- CONSIGNES -
a – D'après l'extrait sur les truites, lors de quelles vidanges les boues sont-elles évacuées ?
b – Recopie mot pour mot le passage de l'extrait sur les truites compris entre « Pénurie de truites » et « de l’absurdité humaine. », ces deux bouts de phrase inclus.

- EXTRAIT CHOISI -
Pénurie de truites dans nos rivières, les vraies raisons.
Quels sont donc les facteurs ayant entraîné la réduction du nombre de truites dans nos rivières ? Ils sont multiples, parfois visibles mais très souvent invisibles. Avec des effets immédiats et dévastateurs parfois sur la biodiversité aquatique. Ils peuvent être naturels mais sont là plupart du temps artificiels et la conséquence de l’activité ou de l’absurdité humaine.
Il est si facile de mettre sur le dos des pêcheurs souvent appelés « viandards », la raréfaction de certains poissons dans nos cours d’eau et nos lacs. C’est malheureusement le petit arbre qui cache l’immense forêt. Qui sont donc les vrais coupables ?
Les barrages
En l’espace d’une cinquantaine d’années, notre société a évolué de manière exponentielle. La course à l’énergie, conséquente de la demande toujours plus forte des consommateurs que nous sommes, a contraint les pouvoirs publics à édifier de nombreux barrages sur nos cours d’eaux. Les impacts de tels ouvrages entravant le lit d’une rivière sont multiples. Parmi les principaux, on peut citer la modification du lit de la rivière à l’aval, la perturbation du débit naturel avec la fin de ses étiages et de ses crues, l’arrêt du transport des granulats ainsi que l’augmentation de la température moyenne annuelle de l’eau.
Il ne faut pas oublier les coups de vannes entraînant une forte perturbation des poissons et dans certains cas, la mise au sec d’alevins avec une mort assurée de ces derniers à la clé.
Pire que tout, lors des vidanges décennales, l’évacuation des boues qui étouffent la vie et concentrent en plus de nombreux polluants.
Les résultats de ces perturbations sont très nombreux et modifient obligatoirement le profil et la vie dans le cours d’eau concerné. Dans la plupart des cas, les zones aval où les salmonidés avaient la possibilité de frayer se transforment en secteurs non propices à la reproduction. Ceci est la conséquence de l’absence du renouvellement naturel de granulats, le barrage stoppant le transport des matériaux. Cet effet, cumulé aux chasses d’eau mettant la roche mère à nue, rend le secteur stérile. De la même manière, la sédimentation des fonds avec un colmatage des gravières par des boues lors des vidanges de l’ouvrage donnent un résultat identique.

Enregistrements extraits
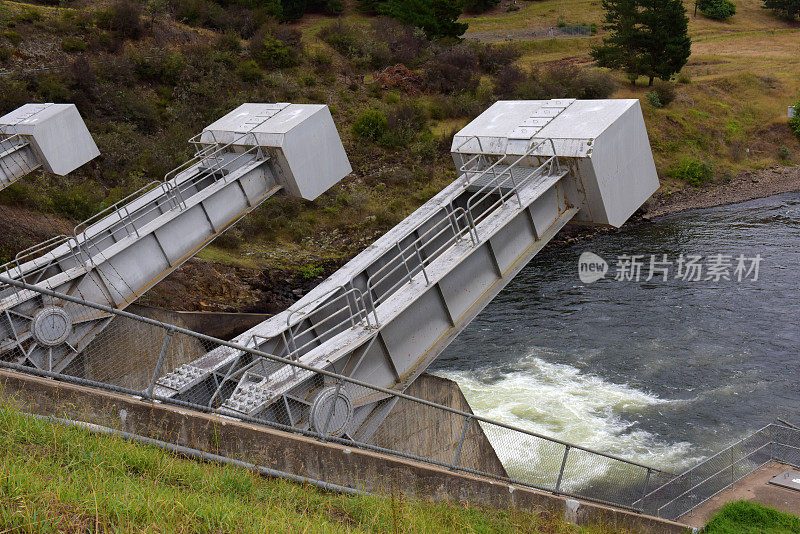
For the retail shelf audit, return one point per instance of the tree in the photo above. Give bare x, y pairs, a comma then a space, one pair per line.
717, 9
785, 8
437, 18
648, 38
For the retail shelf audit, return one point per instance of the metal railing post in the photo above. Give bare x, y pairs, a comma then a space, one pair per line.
561, 471
467, 421
160, 362
331, 409
644, 490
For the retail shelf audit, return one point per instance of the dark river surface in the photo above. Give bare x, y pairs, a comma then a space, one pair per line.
663, 372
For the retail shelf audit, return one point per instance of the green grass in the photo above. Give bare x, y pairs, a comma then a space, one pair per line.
55, 478
743, 517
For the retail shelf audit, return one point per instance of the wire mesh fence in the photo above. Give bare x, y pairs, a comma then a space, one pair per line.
158, 361
695, 486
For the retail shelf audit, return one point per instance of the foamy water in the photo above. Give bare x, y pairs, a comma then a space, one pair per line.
661, 373
560, 401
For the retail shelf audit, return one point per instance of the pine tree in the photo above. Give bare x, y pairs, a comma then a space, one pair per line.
648, 38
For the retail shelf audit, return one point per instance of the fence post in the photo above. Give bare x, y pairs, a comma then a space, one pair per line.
160, 362
563, 465
461, 441
646, 484
331, 409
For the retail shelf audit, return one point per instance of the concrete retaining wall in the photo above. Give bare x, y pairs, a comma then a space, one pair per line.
297, 454
424, 431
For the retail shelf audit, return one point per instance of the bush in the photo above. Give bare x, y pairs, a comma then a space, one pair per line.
662, 95
13, 37
492, 58
125, 18
652, 97
276, 49
452, 69
794, 122
717, 9
693, 172
73, 44
358, 44
28, 16
249, 71
370, 124
479, 6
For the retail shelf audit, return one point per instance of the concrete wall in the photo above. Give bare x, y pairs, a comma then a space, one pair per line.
125, 353
298, 454
424, 431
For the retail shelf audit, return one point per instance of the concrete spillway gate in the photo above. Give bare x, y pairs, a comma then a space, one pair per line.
52, 137
526, 168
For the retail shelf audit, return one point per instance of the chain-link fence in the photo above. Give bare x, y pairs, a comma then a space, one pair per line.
153, 360
695, 486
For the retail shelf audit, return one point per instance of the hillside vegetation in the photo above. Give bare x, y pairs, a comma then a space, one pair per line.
148, 76
63, 479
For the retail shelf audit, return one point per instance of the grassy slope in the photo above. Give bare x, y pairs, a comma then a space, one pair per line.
743, 74
745, 517
62, 479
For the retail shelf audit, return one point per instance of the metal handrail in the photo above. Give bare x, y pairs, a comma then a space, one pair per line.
300, 365
418, 245
361, 314
728, 466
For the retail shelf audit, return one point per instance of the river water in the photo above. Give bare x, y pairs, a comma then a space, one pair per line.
662, 372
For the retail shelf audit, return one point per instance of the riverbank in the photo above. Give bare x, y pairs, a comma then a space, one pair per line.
750, 186
217, 286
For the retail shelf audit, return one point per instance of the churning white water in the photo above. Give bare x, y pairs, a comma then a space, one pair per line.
660, 372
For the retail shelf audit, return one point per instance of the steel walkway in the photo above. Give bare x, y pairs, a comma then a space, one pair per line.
386, 315
430, 275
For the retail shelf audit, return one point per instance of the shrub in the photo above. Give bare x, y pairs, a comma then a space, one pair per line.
492, 58
652, 97
479, 6
452, 69
29, 15
662, 95
333, 7
794, 122
370, 124
275, 49
787, 9
693, 172
406, 43
249, 71
717, 9
73, 44
437, 18
125, 18
13, 37
358, 44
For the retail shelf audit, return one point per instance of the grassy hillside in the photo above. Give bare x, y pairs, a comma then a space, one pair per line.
62, 479
745, 517
145, 84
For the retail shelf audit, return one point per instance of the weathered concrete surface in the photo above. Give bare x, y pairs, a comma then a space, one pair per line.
298, 454
141, 344
424, 431
754, 487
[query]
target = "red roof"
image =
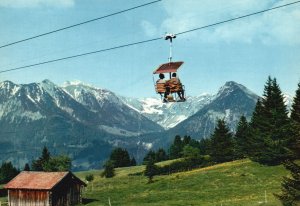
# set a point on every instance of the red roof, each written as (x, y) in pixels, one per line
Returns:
(36, 180)
(168, 67)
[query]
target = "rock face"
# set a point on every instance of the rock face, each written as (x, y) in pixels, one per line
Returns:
(87, 122)
(81, 121)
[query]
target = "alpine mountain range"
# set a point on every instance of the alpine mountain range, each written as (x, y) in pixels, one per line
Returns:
(86, 122)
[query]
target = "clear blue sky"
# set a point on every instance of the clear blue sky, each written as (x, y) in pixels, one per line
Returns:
(246, 51)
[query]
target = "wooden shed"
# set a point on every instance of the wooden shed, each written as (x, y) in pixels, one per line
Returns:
(44, 189)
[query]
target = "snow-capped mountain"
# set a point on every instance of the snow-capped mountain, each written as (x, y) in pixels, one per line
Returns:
(116, 117)
(171, 114)
(86, 122)
(83, 122)
(231, 102)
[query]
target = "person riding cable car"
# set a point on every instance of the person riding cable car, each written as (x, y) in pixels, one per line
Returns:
(166, 88)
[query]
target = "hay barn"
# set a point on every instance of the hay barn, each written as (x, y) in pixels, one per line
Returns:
(44, 189)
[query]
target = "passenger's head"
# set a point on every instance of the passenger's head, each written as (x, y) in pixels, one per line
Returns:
(161, 76)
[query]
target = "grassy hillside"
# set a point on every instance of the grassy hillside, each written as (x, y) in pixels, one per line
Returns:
(236, 183)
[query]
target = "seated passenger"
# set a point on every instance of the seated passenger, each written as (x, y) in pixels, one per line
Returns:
(162, 86)
(177, 86)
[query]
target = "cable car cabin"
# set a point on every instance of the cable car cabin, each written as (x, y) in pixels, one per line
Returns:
(171, 90)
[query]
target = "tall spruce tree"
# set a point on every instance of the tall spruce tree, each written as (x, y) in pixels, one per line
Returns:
(295, 114)
(290, 195)
(222, 144)
(270, 127)
(242, 138)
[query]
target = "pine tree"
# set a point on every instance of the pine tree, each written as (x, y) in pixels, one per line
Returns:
(270, 127)
(295, 114)
(290, 195)
(242, 138)
(222, 145)
(7, 172)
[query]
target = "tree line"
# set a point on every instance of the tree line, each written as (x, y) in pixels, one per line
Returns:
(46, 162)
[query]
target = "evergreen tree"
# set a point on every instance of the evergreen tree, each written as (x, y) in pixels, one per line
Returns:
(242, 138)
(290, 195)
(120, 157)
(151, 170)
(59, 163)
(295, 117)
(222, 145)
(176, 148)
(204, 146)
(26, 167)
(270, 127)
(109, 169)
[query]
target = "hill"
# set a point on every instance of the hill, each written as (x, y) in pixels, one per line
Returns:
(235, 183)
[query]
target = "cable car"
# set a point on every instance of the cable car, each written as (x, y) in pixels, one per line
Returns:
(171, 90)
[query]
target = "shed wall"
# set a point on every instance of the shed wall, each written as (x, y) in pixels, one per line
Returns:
(28, 198)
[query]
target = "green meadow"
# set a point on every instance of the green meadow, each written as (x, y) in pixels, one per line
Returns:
(241, 182)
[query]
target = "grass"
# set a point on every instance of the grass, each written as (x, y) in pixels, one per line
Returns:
(235, 183)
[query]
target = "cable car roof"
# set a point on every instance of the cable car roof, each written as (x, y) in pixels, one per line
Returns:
(168, 67)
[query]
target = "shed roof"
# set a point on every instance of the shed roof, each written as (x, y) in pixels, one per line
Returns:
(37, 180)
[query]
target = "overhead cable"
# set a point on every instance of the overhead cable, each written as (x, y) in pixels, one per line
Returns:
(146, 41)
(79, 24)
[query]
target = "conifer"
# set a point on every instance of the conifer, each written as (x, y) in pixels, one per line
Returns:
(270, 127)
(295, 114)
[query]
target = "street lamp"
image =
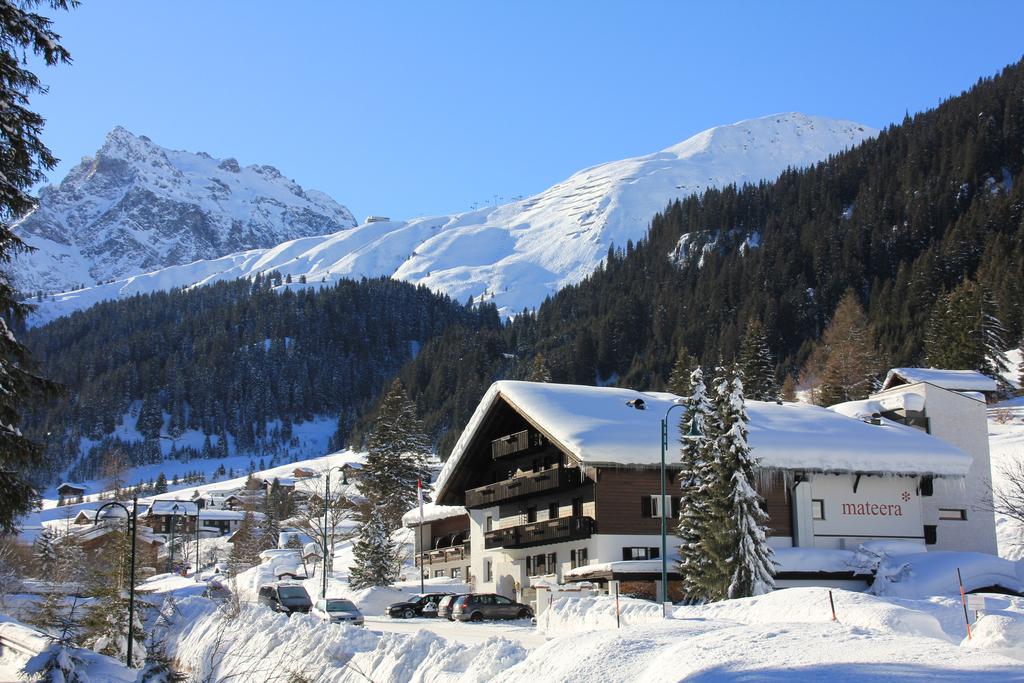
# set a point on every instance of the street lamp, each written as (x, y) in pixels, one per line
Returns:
(132, 523)
(662, 510)
(170, 554)
(327, 512)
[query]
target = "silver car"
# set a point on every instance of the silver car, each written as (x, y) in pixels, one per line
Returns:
(337, 610)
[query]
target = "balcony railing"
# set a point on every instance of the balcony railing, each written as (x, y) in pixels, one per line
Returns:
(539, 534)
(449, 554)
(553, 478)
(519, 443)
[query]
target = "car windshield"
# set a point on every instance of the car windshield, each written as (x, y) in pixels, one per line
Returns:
(340, 606)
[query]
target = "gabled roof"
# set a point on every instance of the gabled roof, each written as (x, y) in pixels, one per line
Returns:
(165, 507)
(953, 380)
(598, 427)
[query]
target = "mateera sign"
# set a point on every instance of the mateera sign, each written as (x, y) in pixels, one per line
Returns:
(872, 509)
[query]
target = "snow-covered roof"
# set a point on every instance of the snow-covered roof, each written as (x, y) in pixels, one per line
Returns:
(598, 427)
(431, 513)
(166, 507)
(954, 380)
(220, 514)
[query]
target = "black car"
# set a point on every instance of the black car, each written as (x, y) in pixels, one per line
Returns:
(285, 597)
(424, 604)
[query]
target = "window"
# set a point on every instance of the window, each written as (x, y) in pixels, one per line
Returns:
(650, 506)
(578, 558)
(927, 485)
(635, 553)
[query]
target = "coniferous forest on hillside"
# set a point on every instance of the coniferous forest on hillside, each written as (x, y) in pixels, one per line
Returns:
(901, 221)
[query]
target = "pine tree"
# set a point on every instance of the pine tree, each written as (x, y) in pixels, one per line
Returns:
(751, 559)
(245, 552)
(964, 333)
(757, 364)
(375, 552)
(540, 371)
(698, 417)
(24, 159)
(845, 363)
(105, 620)
(45, 555)
(680, 379)
(396, 458)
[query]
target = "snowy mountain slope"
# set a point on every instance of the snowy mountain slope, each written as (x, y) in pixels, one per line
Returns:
(137, 207)
(518, 253)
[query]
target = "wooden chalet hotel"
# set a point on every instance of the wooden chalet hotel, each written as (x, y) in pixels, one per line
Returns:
(561, 482)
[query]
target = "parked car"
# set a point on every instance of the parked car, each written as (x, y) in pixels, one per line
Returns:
(424, 604)
(478, 606)
(285, 597)
(444, 606)
(337, 610)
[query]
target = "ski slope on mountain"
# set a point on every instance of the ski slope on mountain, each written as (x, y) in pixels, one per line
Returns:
(517, 254)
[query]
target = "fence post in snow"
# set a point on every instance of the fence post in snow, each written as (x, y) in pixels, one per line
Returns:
(967, 620)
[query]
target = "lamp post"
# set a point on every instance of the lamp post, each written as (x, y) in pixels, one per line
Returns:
(327, 513)
(663, 511)
(170, 554)
(132, 517)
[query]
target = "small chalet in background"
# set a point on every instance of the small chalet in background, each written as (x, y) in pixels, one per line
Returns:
(961, 381)
(70, 494)
(561, 482)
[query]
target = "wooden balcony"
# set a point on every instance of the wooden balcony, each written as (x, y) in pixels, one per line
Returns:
(552, 478)
(520, 443)
(539, 534)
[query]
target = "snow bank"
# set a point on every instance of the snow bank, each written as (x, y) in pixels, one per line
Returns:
(571, 614)
(1003, 632)
(925, 574)
(257, 643)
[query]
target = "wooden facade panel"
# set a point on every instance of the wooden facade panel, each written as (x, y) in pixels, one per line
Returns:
(619, 495)
(777, 504)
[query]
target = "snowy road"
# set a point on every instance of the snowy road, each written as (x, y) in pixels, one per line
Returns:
(520, 631)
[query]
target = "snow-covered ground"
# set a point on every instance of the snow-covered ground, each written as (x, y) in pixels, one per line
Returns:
(786, 635)
(515, 254)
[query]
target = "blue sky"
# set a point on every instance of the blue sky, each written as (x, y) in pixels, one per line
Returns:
(407, 109)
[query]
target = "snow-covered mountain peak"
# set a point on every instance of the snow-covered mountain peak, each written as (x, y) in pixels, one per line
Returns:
(136, 206)
(518, 253)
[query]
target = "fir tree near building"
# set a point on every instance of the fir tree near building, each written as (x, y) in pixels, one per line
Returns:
(845, 364)
(694, 519)
(724, 551)
(757, 364)
(23, 163)
(375, 552)
(396, 457)
(964, 333)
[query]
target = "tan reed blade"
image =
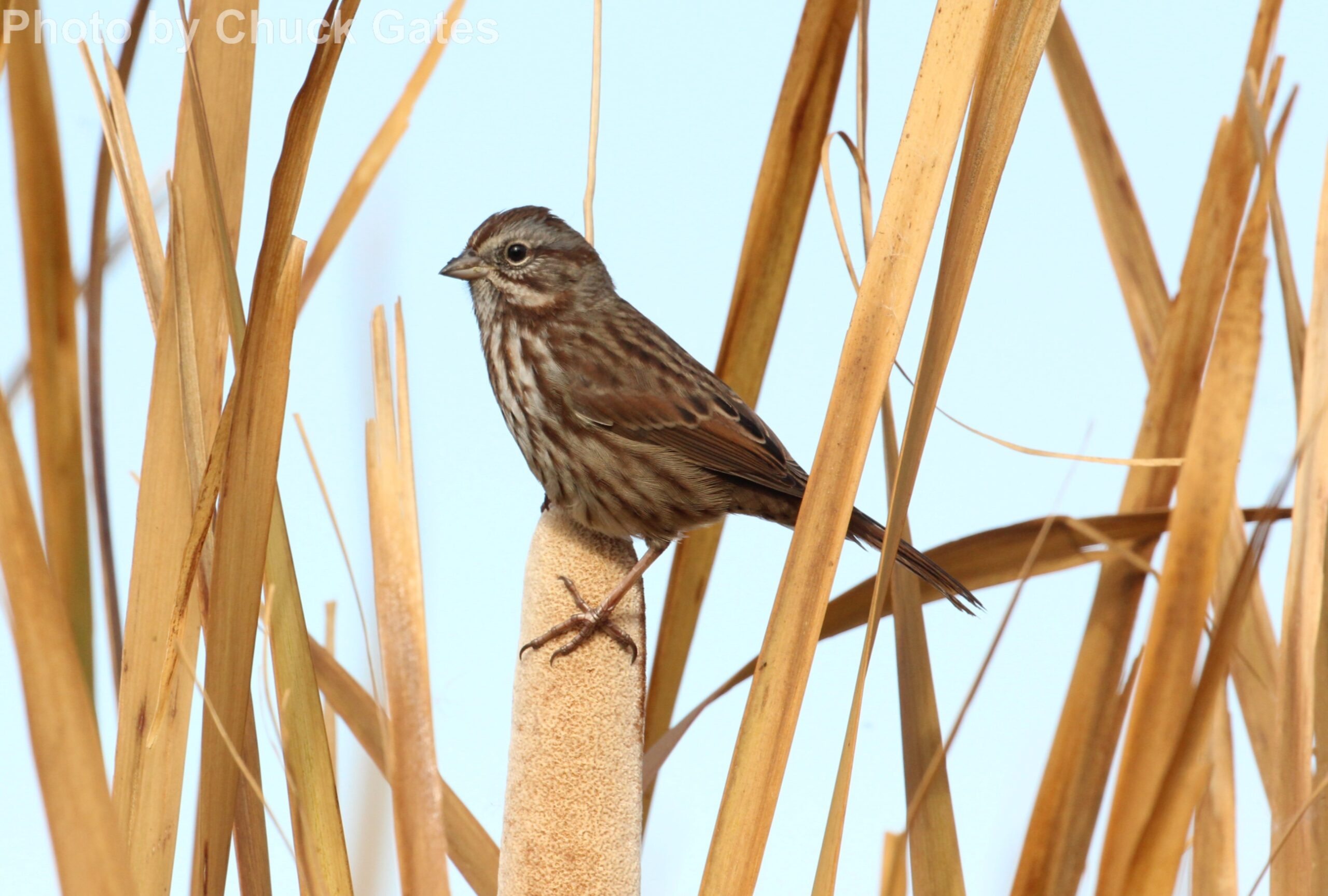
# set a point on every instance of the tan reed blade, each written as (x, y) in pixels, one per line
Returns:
(909, 213)
(418, 795)
(773, 233)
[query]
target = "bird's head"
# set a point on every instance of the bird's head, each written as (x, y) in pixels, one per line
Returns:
(529, 258)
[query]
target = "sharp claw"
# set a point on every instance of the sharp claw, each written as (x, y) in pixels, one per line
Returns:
(585, 623)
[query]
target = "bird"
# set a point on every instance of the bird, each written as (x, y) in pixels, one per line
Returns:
(629, 434)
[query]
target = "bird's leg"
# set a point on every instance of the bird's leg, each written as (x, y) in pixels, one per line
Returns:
(596, 619)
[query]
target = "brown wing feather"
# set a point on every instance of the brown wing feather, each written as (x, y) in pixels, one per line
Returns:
(684, 408)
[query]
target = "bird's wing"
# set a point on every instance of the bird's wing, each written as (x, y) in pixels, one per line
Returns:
(675, 403)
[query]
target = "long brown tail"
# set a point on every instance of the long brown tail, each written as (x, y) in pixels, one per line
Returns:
(864, 529)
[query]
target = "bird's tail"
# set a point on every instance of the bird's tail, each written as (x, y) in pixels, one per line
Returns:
(864, 529)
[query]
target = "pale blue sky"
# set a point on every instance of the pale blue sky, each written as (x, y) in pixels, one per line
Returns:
(688, 93)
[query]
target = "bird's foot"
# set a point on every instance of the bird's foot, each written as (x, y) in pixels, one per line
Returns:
(585, 623)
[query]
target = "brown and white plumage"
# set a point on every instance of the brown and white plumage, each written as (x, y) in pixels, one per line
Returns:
(627, 432)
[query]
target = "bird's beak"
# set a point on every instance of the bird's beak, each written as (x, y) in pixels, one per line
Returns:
(468, 266)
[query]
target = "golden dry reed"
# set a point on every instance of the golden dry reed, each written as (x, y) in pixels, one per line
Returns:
(212, 555)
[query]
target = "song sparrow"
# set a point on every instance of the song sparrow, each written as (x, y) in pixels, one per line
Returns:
(627, 432)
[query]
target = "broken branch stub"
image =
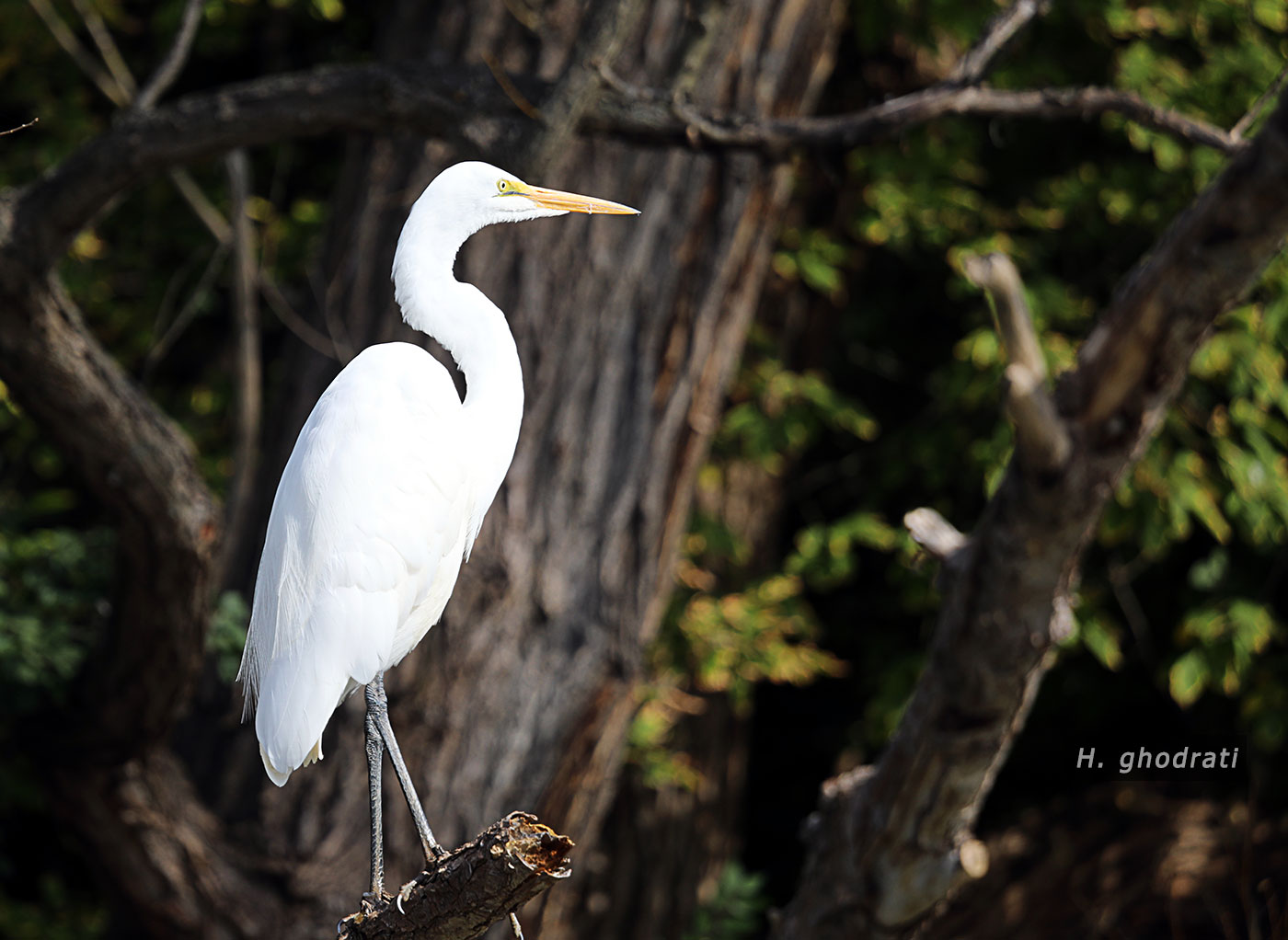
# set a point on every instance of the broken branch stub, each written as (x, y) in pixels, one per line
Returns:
(473, 888)
(1040, 433)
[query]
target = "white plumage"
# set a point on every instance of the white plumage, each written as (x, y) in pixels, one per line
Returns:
(390, 478)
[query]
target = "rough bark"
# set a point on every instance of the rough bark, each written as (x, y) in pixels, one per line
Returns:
(472, 888)
(891, 843)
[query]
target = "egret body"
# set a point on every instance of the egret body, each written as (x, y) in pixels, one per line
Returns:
(386, 488)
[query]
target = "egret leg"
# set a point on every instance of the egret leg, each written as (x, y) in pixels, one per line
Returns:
(433, 852)
(375, 759)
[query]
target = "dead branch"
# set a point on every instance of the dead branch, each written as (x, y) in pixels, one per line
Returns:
(934, 533)
(885, 847)
(21, 126)
(843, 132)
(1040, 433)
(247, 371)
(479, 884)
(998, 34)
(174, 60)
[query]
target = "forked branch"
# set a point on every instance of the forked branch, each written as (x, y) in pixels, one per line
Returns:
(479, 884)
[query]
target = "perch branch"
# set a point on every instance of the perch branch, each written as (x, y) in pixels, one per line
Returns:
(479, 884)
(1040, 433)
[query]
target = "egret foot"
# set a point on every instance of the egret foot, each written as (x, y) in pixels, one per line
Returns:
(377, 712)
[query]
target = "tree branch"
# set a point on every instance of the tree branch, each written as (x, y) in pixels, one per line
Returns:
(899, 834)
(1040, 433)
(174, 60)
(434, 102)
(247, 371)
(998, 34)
(479, 884)
(841, 132)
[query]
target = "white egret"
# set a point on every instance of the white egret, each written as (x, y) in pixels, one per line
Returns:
(385, 492)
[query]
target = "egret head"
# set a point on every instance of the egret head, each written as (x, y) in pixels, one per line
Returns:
(483, 195)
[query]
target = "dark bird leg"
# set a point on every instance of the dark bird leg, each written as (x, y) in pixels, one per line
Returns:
(375, 757)
(433, 852)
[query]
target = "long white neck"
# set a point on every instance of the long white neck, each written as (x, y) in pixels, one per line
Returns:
(473, 331)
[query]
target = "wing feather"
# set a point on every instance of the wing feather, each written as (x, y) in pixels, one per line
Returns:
(369, 522)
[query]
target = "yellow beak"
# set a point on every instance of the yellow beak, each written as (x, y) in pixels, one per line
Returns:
(572, 202)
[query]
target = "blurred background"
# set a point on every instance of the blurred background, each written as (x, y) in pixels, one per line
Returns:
(859, 377)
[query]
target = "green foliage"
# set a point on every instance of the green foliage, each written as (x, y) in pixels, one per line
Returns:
(53, 913)
(736, 910)
(227, 634)
(53, 586)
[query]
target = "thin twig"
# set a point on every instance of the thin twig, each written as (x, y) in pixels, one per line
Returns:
(187, 312)
(248, 371)
(1041, 437)
(79, 54)
(201, 206)
(998, 34)
(934, 533)
(176, 60)
(512, 92)
(120, 93)
(940, 100)
(1259, 106)
(21, 126)
(107, 48)
(293, 321)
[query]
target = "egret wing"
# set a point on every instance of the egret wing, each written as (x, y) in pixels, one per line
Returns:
(369, 521)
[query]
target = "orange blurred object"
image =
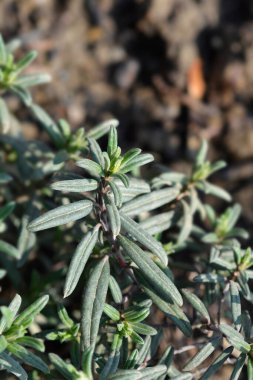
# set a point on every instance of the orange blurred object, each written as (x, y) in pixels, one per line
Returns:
(196, 85)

- RÉPONSES PAR TÂCHE -
a – Lors des vidanges décennales.

b –
Pénurie de truites dans nos rivières, les vraies raisons.
Quels sont donc les facteurs ayant entraîné la réduction du nombre de truites dans nos rivières ? Ils sont multiples, parfois visibles mais très souvent invisibles. Avec des effets immédiats et dévastateurs parfois sur la biodiversité aquatique. Ils peuvent être naturels mais sont là plupart du temps artificiels et la conséquence de l’activité ou de l’absurdité humaine.